Problem statement
Please lay out the lines below as a Markdown table with two columns, Row and Line, numbering each row and skipping any blank lines. Leave the pictures out of your answer.

****************************************

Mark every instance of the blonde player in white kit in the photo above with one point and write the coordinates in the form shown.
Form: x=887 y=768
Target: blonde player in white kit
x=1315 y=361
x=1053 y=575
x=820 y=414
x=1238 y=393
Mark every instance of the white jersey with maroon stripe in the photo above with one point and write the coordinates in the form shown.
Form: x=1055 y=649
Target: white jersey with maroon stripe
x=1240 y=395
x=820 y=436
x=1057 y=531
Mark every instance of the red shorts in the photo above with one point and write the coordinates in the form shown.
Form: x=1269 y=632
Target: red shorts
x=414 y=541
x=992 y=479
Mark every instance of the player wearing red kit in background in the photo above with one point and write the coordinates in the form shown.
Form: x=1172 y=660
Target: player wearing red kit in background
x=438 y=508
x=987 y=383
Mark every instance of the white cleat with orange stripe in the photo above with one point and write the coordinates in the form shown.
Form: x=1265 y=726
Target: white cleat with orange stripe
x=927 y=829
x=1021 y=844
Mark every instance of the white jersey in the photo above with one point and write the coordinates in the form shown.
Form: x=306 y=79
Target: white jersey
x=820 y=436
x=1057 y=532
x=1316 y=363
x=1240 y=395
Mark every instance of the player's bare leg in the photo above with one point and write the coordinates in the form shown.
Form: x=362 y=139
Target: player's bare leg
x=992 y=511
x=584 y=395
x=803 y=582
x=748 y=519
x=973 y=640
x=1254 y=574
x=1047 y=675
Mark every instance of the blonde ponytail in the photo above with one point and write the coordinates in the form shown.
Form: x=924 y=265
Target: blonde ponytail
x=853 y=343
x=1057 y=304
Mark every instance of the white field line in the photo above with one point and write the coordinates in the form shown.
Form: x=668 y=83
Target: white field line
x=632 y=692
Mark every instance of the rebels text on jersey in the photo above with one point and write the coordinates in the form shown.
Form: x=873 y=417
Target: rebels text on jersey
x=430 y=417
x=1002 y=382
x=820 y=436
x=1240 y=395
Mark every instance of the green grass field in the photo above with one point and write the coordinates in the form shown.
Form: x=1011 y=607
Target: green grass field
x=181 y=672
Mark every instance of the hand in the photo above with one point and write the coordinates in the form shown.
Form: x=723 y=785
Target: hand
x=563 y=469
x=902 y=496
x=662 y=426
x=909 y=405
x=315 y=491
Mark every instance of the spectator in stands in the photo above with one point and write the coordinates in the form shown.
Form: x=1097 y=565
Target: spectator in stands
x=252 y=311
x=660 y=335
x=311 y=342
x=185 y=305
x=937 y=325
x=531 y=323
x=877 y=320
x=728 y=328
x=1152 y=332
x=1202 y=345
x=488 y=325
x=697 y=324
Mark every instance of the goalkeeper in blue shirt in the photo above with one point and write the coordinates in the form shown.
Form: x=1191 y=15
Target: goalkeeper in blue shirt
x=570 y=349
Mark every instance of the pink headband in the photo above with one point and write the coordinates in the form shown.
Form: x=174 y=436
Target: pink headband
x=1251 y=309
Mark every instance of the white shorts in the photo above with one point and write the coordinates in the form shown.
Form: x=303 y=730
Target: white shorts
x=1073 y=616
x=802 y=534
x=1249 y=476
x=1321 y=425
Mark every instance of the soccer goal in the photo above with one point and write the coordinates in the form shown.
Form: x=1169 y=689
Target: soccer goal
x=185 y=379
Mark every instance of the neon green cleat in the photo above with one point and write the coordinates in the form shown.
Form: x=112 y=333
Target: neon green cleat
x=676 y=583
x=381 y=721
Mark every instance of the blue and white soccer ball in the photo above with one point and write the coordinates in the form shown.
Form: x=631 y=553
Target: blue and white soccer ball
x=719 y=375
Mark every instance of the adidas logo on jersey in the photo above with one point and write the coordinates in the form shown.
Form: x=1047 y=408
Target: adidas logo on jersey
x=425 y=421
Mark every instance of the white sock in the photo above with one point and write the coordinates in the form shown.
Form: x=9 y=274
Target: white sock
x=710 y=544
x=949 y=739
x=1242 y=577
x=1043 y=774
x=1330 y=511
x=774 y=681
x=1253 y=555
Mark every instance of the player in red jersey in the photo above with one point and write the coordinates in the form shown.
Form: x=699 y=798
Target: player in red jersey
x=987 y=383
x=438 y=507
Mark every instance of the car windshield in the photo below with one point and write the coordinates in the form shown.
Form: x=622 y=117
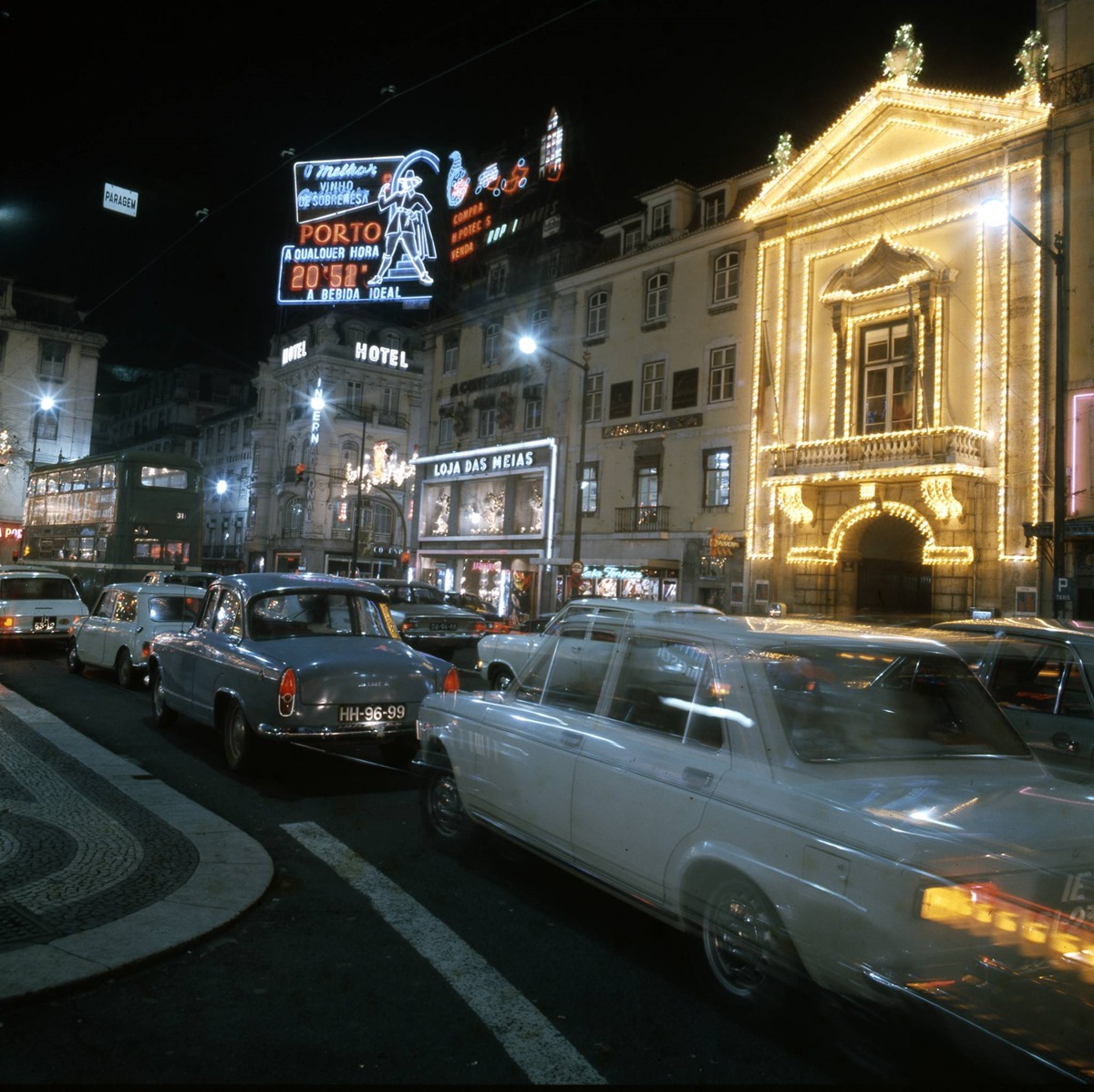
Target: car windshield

****************************************

Answer to the exercise
| Row | Line |
|---|---|
| 1 | Mark every instance of the blonde player in white kit in the photo above with one point and write the coordinates in the form shown. |
| 2 | Form: x=887 y=768 |
| 3 | Target: blonde player in white kit |
| 4 | x=1315 y=361 |
| 5 | x=1053 y=575 |
| 6 | x=820 y=414 |
| 7 | x=1238 y=393 |
| 8 | Mark every instance of the white jersey with maroon stripe in the photo above with one point and write the coordinates in the form shown. |
| 9 | Form: x=1055 y=649 |
| 10 | Target: white jersey with maroon stripe |
| 11 | x=1240 y=395 |
| 12 | x=820 y=436 |
| 13 | x=1057 y=531 |
| 14 | Mark every instance of the red shorts in the photo above with one point and write the coordinates in the form shown. |
| 15 | Form: x=1269 y=632 |
| 16 | Target: red shorts |
| 17 | x=414 y=541 |
| 18 | x=992 y=479 |
| 19 | Mark every instance of the player wearing red kit in background in the photo above with one point and write the coordinates in the form shown. |
| 20 | Form: x=1172 y=660 |
| 21 | Target: player wearing red kit in background |
| 22 | x=438 y=508 |
| 23 | x=987 y=383 |
| 24 | Mark every instance of the white cleat with orange stripe in the photo above with one point and write the coordinates in the form shown. |
| 25 | Form: x=1265 y=726 |
| 26 | Target: white cleat with orange stripe |
| 27 | x=927 y=829 |
| 28 | x=1021 y=844 |
| 29 | Mark every instance of the white jersey in the photo above with one point and write the coordinates in the form shown. |
| 30 | Form: x=306 y=79 |
| 31 | Target: white jersey |
| 32 | x=820 y=436 |
| 33 | x=1057 y=532 |
| 34 | x=1316 y=363 |
| 35 | x=1240 y=395 |
| 36 | Mark every instance of the player's bare leg in the photo above with one point and write the coordinates in the form shown. |
| 37 | Form: x=362 y=139 |
| 38 | Target: player's bare leg |
| 39 | x=992 y=511 |
| 40 | x=584 y=395 |
| 41 | x=803 y=582 |
| 42 | x=748 y=519 |
| 43 | x=973 y=640 |
| 44 | x=1254 y=574 |
| 45 | x=1047 y=675 |
| 46 | Mark every instance of the blonde ponytail in the photo above with one point and write the coordinates in the form shown. |
| 47 | Form: x=924 y=265 |
| 48 | Target: blonde ponytail |
| 49 | x=853 y=343 |
| 50 | x=1057 y=304 |
| 51 | Mark every instance of the white field line in the photo above with one point and write the coordinates in the form shown. |
| 52 | Form: x=668 y=83 |
| 53 | Target: white field line |
| 54 | x=632 y=692 |
| 55 | Mark every instance of the rebels text on jersey in the photo above with one point and write the coordinates in the form shown. |
| 56 | Form: x=873 y=417 |
| 57 | Target: rebels text on jersey |
| 58 | x=430 y=417 |
| 59 | x=1002 y=382 |
| 60 | x=820 y=436 |
| 61 | x=1240 y=395 |
| 62 | Mark every instance of the green grass field in the photo above with one point and write the coordinates in the form shown. |
| 63 | Form: x=1011 y=607 |
| 64 | Target: green grass field |
| 65 | x=181 y=672 |
| 66 | Mark every instance of the hand in the photo above with one point and write the coordinates in the form shown. |
| 67 | Form: x=723 y=785 |
| 68 | Target: hand |
| 69 | x=563 y=469 |
| 70 | x=902 y=496 |
| 71 | x=662 y=426 |
| 72 | x=909 y=405 |
| 73 | x=315 y=491 |
| 74 | Mark every instance of the spectator in stands in the photo above with one point and write the coordinates in the form shown. |
| 75 | Form: x=1097 y=565 |
| 76 | Target: spectator in stands |
| 77 | x=252 y=311 |
| 78 | x=660 y=335 |
| 79 | x=311 y=342 |
| 80 | x=185 y=305 |
| 81 | x=937 y=325 |
| 82 | x=531 y=323 |
| 83 | x=877 y=320 |
| 84 | x=728 y=328 |
| 85 | x=1152 y=332 |
| 86 | x=1202 y=345 |
| 87 | x=488 y=325 |
| 88 | x=697 y=324 |
| 89 | Mark every instance of the goalkeeper in blue shirt in the photo above with one point and write the coordinates in the form shown. |
| 90 | Form: x=1191 y=15 |
| 91 | Target: goalkeeper in blue shirt |
| 92 | x=570 y=349 |
| 93 | Mark every instance of the pink headband in the photo above with one point and write the coordinates in the form shown. |
| 94 | Form: x=174 y=436 |
| 95 | Target: pink headband |
| 96 | x=1251 y=309 |
| 97 | Mark every instance of the white shorts in the photo above with one point and write the coordinates in the form shown. |
| 98 | Form: x=303 y=730 |
| 99 | Target: white shorts |
| 100 | x=1073 y=616 |
| 101 | x=802 y=534 |
| 102 | x=1249 y=476 |
| 103 | x=1321 y=425 |
| 104 | Mark every instance of the soccer goal in the photo above with one point and write the coordinates in the form shown. |
| 105 | Form: x=1169 y=689 |
| 106 | Target: soccer goal |
| 107 | x=185 y=379 |
| 108 | Mark every instance of the neon green cleat in the photo above with one point and write the coordinates in the form shown. |
| 109 | Form: x=112 y=333 |
| 110 | Target: neon green cleat |
| 111 | x=676 y=583 |
| 112 | x=381 y=721 |
| 113 | Mark every instance of the blue and white soccer ball in the photo above with one point and write the coordinates in the form shown. |
| 114 | Form: x=631 y=553 |
| 115 | Target: blue and white soccer ball |
| 116 | x=719 y=375 |
| 117 | Mark every instance of the adidas logo on jersey in the photo above with one point and write the coordinates in the form shown. |
| 118 | Form: x=1047 y=408 |
| 119 | Target: adidas logo on jersey |
| 120 | x=425 y=421 |
| 121 | Mark every instance of the white sock in the photo above with one point and write the coordinates in the form shown. |
| 122 | Form: x=9 y=274 |
| 123 | Target: white sock |
| 124 | x=710 y=544 |
| 125 | x=949 y=739 |
| 126 | x=1242 y=577 |
| 127 | x=1043 y=774 |
| 128 | x=1330 y=511 |
| 129 | x=774 y=681 |
| 130 | x=1253 y=555 |
| 131 | Mark every instance of the player in red jersey in the photo above with one point and write the coordinates in the form shown. |
| 132 | Form: x=699 y=798 |
| 133 | Target: player in red jersey |
| 134 | x=987 y=383 |
| 135 | x=438 y=507 |
| 136 | Mark every instance of the car windshield in the photo below with one point and write the coordinates in the form shown. |
| 137 | Form: x=622 y=117 |
| 138 | Target: car windshield |